- [Text section]

▽

Productivity gains won’t win elections, but they will secure growth for decades
We used to lead the world in productivity, and now we lag behind. We need to invest more to be productive. It might not be the most exciting political slogan, but it will pay off, writes Josh Williams
Last week, there was only one story and it was the continuation of a British tradition that now borders on the ancient. No, it wasn’t our Byzantine method of electing local councillors. Nor was it even our centuries old method of appointing and anointing our monarch. Instead, it was the release of some very important data.
The Office for National Statistics has now released the most recent figures for UK productivity. The number-crunchers figures were as dismal as their science. In the final quarter of 2022, we were just 2.1 per cent more productive than in 2019. Across the whole of 2022, our productivity was flat. Since 2021, it had actually fallen.
Productivity growth – measured as output per hour worked – matters because it is the only way of sustainably growing an economy. For a while you might be able to squeeze out a little more growth by forcing people to work longer hours, but eventually you will run out of hours in the day. The only answer then is to get more out of each hour worked.
There was a time when Britain led the world in productivity. Throughout the nineteenth-century, the constantly innovating and rapidly mechanising British economy was more productive than any other. While America took our crown in the twentieth-century, and other developed nations caught up with us over the years, between 1997 and 2007, Britain had the second fastest growing productivity in the world.
In 2008, that all changed. In the years since, we have experienced our worst productivity performance in 250 years. Today, we are a sixth less productive than workers in the United States, France and Germany. The cost of this is considerable. If Britain could lift its productivity to US levels, we would be generating £6,600 more GDP per person. Productivity growth could be our route out of persistently stagnant GDP growth.
The question is: how?
Firstly, we must invest more. The most productive countries are those that invest the most. In Britain, investment has persistently lagged behind other OECD nations.
This demands more public-sector investment, backing investments that will reap long-term rewards that the private-sector is not able to fund itself. The creation of ARIA, the UK’s Advanced Research and Invention Agency, modelled on a US-equivalent, is a vital step in the right direction here though its budget is far too small.
This also requires more private-sector investment. Since the financial crisis, under-confident British firms have warily kept their powder dry, holding back investment. This trend was further aggravated by the uncertainty first of Brexit and then of Covid. Britain’s firms must be encouraged to invest more. The Chancellor’s Spring budget offered a three-year £27bn tax relief programme to do so, but in the eyes of the Office for Budget Responsibility (OBR), this is insufficient. Unless the programme becomes permanent, the OBR says, it will simply encourage businesses to push existing spending forwards, increasing investment today but depressing it tomorrow.

△

- [Data records]
▽

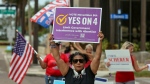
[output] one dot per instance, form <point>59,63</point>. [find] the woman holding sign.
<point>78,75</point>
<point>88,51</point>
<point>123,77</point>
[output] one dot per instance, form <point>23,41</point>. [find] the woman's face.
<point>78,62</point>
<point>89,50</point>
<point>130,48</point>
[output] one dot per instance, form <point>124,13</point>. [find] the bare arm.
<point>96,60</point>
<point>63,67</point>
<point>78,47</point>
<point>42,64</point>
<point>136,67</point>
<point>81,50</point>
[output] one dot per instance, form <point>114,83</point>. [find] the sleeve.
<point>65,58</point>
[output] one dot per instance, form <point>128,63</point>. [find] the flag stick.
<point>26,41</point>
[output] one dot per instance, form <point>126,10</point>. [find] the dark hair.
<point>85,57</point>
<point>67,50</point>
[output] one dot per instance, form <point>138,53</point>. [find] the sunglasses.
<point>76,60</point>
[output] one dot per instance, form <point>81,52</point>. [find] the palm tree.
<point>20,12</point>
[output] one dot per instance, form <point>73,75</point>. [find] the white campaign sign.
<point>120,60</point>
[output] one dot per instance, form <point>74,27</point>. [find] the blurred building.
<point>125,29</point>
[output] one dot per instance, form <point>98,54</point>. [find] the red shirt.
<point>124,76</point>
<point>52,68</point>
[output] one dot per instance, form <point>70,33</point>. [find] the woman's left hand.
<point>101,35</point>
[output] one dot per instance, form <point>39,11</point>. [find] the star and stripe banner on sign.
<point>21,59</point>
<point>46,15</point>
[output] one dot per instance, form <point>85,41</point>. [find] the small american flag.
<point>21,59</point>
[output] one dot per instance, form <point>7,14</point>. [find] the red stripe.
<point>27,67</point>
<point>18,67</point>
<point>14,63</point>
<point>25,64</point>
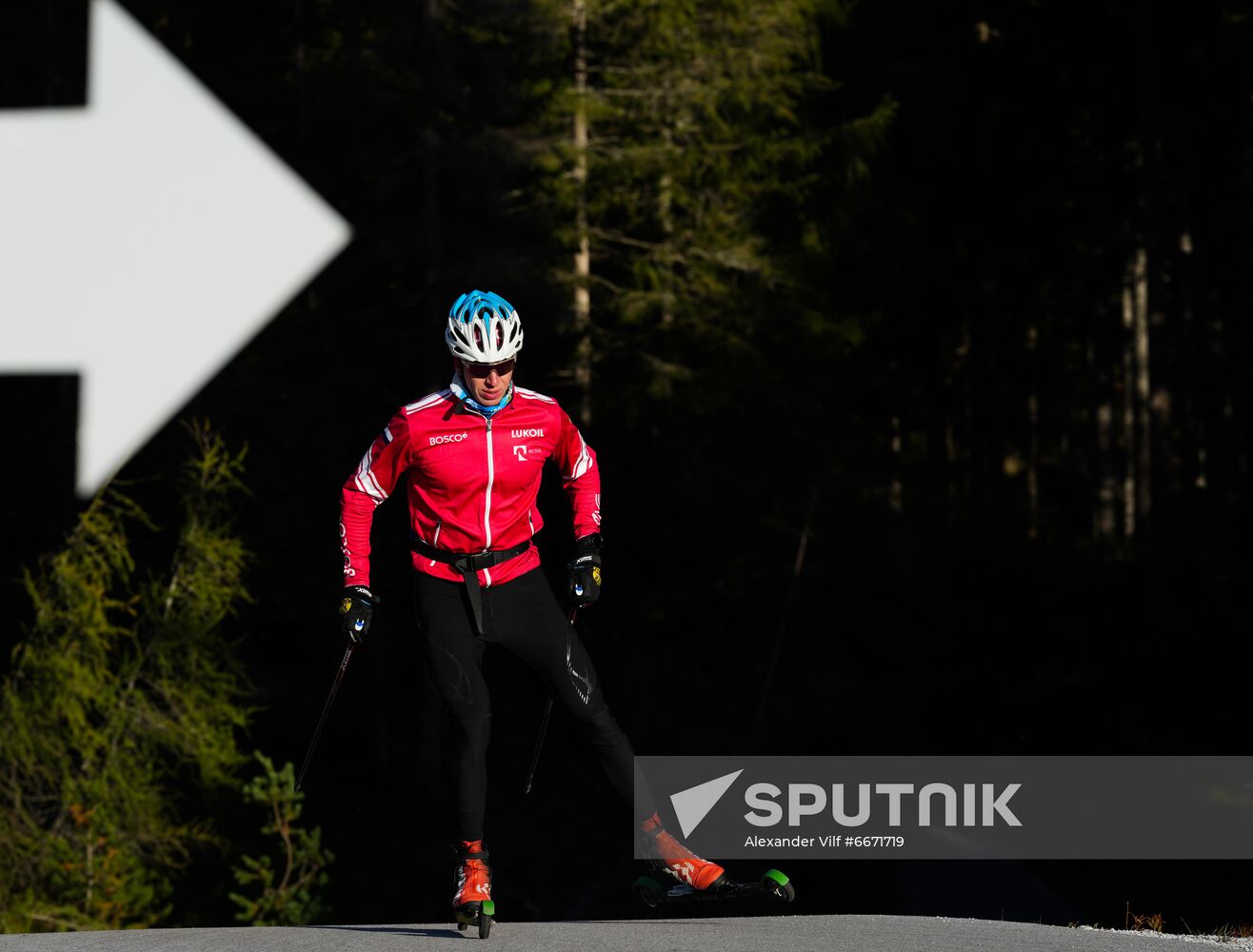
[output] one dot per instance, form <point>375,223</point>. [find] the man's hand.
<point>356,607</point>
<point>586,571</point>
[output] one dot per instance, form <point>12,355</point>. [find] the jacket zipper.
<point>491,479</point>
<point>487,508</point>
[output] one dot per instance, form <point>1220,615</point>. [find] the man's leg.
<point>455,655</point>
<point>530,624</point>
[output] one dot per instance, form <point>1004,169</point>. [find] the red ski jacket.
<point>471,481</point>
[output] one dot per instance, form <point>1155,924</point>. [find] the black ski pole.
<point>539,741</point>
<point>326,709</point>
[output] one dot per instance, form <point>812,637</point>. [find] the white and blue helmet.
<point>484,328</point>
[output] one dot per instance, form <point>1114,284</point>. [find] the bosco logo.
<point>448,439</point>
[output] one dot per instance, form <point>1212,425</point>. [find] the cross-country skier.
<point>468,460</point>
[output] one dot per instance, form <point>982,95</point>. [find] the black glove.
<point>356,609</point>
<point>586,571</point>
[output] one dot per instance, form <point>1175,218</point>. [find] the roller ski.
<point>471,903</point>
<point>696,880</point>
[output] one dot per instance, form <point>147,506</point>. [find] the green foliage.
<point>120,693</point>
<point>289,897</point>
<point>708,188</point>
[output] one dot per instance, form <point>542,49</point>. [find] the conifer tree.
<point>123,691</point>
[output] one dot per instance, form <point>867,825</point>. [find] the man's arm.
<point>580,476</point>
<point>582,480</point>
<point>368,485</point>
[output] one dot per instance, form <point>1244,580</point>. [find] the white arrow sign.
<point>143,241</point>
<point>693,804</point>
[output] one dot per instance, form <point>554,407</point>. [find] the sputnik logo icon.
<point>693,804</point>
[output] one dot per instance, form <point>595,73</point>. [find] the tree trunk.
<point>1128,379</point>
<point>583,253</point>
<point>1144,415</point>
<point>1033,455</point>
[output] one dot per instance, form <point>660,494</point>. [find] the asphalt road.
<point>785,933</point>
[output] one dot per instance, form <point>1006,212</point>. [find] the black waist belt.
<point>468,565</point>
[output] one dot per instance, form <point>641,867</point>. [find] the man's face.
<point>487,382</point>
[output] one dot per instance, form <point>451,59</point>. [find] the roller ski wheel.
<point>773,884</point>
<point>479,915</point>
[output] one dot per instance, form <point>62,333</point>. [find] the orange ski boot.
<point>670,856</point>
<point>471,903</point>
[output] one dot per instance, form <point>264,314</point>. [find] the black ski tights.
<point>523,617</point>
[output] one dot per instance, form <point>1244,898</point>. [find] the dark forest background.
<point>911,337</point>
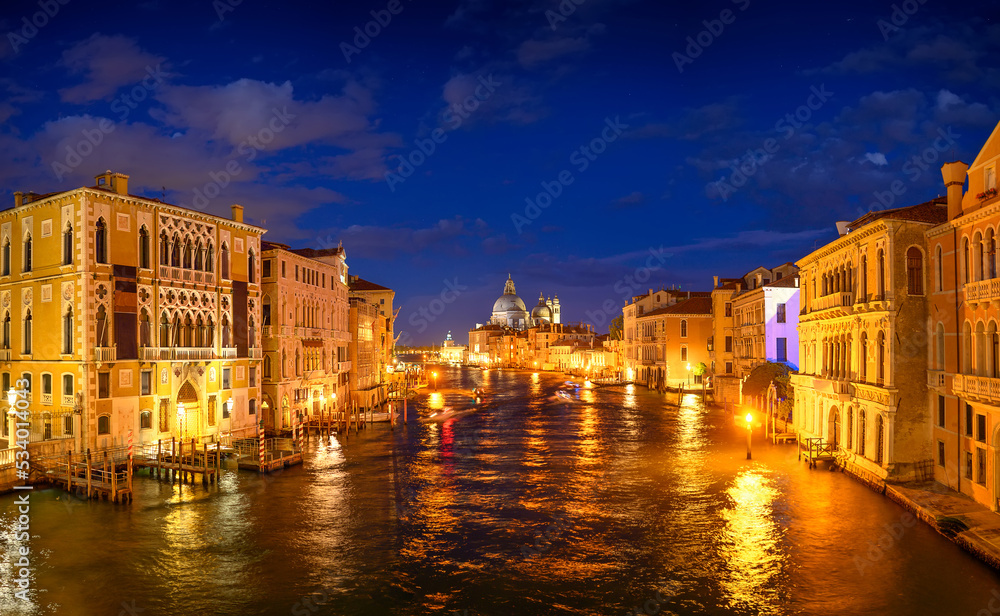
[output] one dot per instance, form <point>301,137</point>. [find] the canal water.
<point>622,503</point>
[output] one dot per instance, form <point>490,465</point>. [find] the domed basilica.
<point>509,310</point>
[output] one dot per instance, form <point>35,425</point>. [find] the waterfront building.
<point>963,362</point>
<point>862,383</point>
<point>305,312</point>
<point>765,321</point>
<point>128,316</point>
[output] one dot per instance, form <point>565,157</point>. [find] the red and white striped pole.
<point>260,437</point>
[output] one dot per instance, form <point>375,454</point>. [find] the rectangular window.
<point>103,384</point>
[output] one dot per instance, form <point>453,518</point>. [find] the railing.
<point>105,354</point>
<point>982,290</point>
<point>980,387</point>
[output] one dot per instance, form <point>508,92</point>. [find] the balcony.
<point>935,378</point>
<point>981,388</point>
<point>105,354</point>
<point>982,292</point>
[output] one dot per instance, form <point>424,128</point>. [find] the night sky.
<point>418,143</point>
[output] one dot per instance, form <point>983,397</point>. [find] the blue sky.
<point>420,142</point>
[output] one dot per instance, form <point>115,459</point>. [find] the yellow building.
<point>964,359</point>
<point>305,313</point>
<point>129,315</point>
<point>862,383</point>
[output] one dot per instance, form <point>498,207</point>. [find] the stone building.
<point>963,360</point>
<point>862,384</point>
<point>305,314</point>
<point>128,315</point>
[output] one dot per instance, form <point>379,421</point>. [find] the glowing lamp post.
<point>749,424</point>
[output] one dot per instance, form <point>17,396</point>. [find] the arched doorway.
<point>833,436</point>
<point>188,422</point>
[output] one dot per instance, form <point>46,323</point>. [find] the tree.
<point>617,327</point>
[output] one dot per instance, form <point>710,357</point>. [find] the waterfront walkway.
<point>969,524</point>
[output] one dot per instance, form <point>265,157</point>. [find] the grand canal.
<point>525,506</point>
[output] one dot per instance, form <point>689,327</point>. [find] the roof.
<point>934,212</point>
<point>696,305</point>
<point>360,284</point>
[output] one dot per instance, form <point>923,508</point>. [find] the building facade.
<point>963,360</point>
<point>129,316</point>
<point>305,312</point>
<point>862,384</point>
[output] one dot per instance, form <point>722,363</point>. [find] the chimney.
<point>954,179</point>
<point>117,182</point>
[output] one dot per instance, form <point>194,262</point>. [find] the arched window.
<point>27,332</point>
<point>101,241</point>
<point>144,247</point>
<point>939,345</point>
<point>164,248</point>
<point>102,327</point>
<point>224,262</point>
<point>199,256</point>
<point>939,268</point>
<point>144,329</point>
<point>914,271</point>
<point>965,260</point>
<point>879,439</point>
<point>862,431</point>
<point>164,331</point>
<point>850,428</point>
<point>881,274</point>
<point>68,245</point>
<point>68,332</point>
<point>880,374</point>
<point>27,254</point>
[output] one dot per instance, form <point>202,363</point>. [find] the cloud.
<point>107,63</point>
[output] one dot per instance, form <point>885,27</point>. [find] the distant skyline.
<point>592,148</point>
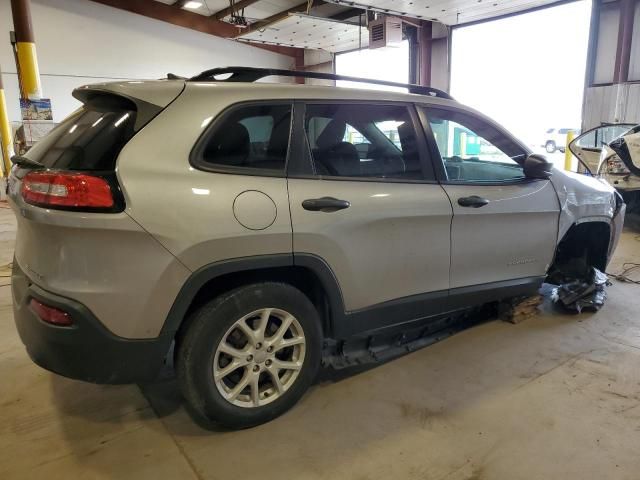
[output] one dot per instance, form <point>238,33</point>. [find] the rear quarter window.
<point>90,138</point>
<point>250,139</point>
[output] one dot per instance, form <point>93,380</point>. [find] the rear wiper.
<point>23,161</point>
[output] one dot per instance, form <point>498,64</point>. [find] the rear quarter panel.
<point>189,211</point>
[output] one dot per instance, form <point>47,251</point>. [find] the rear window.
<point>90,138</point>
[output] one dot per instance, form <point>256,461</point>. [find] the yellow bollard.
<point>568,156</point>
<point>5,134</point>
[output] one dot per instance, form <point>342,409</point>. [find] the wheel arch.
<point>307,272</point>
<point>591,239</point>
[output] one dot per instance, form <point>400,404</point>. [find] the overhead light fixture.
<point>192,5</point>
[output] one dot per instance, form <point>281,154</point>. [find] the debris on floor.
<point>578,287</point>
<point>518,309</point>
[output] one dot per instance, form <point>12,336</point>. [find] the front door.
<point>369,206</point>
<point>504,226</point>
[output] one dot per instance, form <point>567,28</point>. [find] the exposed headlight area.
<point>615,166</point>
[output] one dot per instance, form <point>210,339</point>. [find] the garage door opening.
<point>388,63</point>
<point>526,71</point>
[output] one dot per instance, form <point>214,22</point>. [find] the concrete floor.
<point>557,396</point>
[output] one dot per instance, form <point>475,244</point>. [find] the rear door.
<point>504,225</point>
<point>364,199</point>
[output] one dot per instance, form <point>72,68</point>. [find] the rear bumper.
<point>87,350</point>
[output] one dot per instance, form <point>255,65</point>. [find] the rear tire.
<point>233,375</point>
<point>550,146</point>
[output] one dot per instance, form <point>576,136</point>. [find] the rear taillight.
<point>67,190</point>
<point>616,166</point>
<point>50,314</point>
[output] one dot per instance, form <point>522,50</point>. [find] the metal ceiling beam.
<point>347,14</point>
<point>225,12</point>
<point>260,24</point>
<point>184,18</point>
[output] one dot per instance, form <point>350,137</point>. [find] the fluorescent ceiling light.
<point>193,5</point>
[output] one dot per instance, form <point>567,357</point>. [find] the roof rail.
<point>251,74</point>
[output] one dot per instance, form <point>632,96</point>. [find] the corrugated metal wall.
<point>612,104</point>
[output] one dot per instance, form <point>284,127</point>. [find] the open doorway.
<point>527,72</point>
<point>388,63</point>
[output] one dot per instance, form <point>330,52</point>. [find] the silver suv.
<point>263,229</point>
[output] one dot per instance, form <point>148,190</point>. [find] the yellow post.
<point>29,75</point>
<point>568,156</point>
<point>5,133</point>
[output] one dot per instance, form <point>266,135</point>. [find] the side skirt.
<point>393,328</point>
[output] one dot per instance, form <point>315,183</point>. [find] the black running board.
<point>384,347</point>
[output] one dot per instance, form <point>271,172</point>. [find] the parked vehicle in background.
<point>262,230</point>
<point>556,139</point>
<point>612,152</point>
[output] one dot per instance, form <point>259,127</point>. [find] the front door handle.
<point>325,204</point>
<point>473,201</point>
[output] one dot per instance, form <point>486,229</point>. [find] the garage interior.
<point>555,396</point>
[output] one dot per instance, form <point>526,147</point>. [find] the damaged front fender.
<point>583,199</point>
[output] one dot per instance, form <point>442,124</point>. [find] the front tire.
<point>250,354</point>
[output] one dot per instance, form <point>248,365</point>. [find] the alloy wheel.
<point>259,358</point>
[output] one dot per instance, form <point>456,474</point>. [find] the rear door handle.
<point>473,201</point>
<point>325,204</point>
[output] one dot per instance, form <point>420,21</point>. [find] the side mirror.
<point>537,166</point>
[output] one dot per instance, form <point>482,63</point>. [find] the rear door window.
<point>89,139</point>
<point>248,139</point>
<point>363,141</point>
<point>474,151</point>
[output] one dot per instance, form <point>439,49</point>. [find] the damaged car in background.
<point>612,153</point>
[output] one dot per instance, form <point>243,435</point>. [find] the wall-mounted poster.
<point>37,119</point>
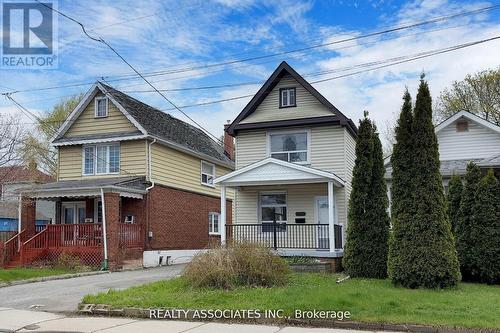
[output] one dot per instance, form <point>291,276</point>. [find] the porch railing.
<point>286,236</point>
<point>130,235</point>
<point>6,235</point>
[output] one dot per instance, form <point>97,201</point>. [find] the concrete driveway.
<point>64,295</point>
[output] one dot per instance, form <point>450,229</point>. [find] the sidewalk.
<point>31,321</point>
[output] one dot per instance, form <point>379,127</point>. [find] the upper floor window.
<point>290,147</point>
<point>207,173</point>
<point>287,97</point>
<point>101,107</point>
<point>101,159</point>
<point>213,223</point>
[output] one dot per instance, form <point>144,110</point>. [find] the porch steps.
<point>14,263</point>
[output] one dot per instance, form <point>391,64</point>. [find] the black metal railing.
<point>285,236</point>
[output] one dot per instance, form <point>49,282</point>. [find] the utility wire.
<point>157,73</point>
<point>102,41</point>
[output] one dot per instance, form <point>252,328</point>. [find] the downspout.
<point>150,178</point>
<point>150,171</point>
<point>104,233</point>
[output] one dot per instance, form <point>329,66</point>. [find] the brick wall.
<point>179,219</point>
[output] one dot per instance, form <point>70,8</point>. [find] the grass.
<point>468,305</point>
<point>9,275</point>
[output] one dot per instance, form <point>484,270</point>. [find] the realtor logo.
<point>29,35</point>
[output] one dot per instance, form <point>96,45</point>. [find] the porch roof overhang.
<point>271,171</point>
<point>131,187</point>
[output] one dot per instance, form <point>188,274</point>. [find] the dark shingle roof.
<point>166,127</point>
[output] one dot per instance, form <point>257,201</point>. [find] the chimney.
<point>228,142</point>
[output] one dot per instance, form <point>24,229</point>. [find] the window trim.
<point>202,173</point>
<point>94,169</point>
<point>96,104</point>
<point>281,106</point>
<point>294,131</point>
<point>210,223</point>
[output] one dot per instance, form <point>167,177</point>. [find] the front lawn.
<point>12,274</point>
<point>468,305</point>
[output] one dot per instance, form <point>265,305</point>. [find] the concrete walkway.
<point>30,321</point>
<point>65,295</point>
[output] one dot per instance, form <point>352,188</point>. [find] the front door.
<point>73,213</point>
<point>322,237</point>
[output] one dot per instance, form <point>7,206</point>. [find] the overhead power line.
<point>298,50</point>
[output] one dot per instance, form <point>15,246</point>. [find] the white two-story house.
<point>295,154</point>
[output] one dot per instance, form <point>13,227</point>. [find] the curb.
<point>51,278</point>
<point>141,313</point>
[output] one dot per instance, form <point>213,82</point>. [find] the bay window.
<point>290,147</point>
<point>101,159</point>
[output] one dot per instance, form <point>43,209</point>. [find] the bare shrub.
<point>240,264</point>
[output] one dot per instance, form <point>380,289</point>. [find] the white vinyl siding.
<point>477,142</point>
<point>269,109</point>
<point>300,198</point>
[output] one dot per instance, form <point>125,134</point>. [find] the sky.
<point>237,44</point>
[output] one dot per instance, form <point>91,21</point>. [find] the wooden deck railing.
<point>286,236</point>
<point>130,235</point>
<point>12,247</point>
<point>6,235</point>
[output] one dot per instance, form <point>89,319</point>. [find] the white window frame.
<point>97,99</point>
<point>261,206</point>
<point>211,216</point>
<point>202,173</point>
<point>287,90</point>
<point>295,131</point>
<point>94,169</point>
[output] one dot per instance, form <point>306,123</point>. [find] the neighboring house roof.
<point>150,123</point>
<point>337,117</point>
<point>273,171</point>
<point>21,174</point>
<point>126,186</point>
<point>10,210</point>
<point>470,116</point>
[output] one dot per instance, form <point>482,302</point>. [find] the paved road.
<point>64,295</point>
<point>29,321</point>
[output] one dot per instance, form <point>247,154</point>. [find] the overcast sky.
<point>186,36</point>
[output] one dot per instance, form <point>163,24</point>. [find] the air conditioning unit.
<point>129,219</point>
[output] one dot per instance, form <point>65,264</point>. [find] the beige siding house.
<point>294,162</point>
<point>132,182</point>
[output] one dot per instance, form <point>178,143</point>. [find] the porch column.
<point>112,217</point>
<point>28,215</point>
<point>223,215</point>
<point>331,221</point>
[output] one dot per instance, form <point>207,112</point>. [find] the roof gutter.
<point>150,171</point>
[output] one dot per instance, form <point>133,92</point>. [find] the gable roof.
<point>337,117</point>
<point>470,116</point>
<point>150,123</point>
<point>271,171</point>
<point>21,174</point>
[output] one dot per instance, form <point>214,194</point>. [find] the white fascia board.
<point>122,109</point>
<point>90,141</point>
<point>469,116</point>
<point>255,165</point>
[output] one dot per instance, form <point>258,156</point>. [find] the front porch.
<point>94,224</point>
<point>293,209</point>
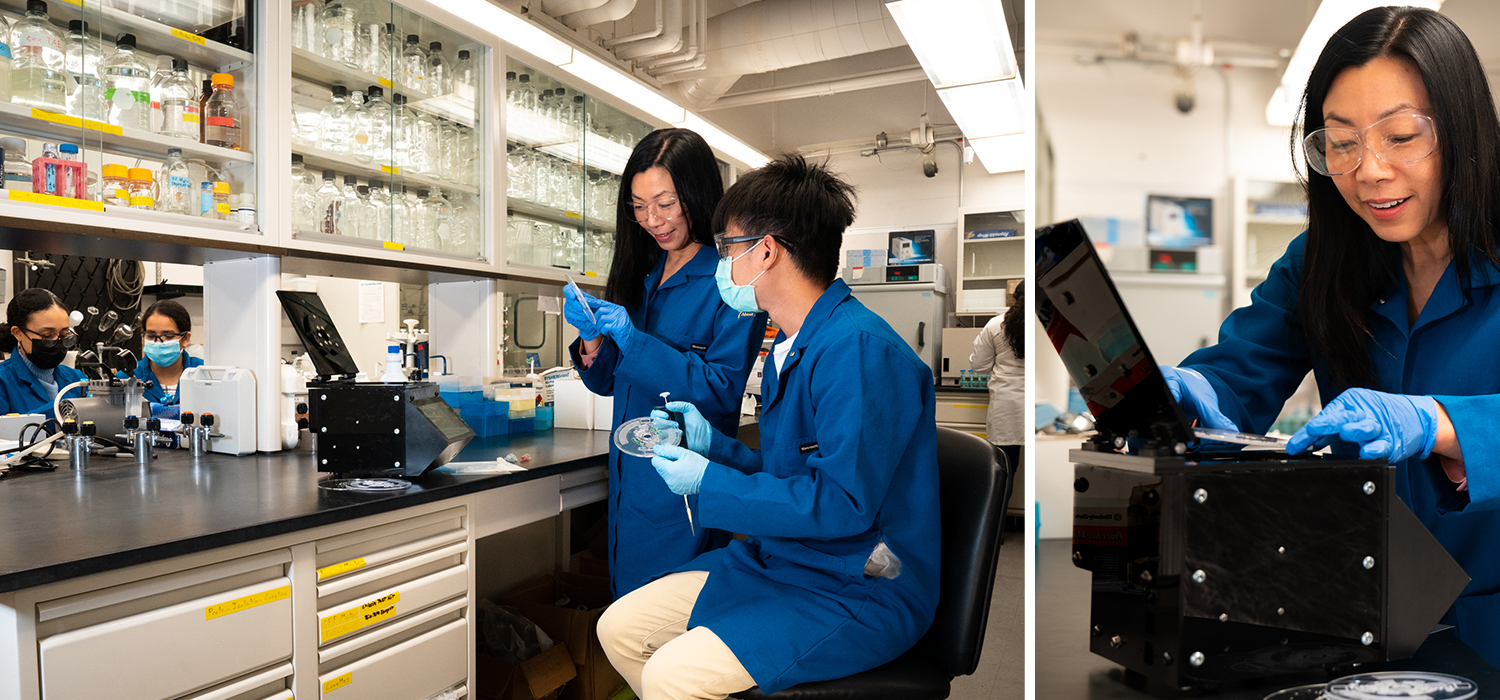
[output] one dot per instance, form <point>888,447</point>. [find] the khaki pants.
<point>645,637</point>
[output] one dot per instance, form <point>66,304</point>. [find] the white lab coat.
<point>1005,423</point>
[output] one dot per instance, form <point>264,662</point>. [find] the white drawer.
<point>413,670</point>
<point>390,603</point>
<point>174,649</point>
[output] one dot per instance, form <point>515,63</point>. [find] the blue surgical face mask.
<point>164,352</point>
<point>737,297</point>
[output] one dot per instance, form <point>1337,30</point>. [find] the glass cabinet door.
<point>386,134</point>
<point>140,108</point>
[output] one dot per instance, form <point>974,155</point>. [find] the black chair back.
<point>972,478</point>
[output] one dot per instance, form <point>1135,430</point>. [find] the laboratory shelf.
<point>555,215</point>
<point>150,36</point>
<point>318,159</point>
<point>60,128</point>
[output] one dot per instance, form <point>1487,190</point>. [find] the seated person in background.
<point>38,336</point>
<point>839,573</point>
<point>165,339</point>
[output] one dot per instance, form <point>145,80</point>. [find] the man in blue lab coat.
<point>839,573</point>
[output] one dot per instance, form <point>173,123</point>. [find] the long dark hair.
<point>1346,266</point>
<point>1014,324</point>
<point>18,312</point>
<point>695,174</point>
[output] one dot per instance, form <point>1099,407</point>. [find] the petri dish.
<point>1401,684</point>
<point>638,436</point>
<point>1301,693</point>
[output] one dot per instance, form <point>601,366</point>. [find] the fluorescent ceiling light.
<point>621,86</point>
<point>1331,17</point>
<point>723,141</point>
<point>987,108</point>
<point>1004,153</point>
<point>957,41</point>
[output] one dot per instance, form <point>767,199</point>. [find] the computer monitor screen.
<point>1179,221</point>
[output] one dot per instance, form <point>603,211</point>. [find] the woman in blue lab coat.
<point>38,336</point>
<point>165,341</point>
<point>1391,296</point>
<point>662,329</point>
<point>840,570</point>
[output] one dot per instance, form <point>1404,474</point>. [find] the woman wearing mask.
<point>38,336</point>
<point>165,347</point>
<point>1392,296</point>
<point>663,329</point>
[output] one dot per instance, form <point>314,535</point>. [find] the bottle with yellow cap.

△

- [About this exercise]
Answer these from the productivity article:
(a) How much more productive was the UK in the final quarter of 2022 than in 2019?
(b) Where did Britain rank worldwide for productivity growth between 1997 and 2007?
(c) What size and length of tax relief program did the Chancellor's Spring budget offer?
The records aren't needed for what comes next.

- [Task result]
(a) 2.1 per cent more productive
(b) Second fastest in the world
(c) £27bn over three years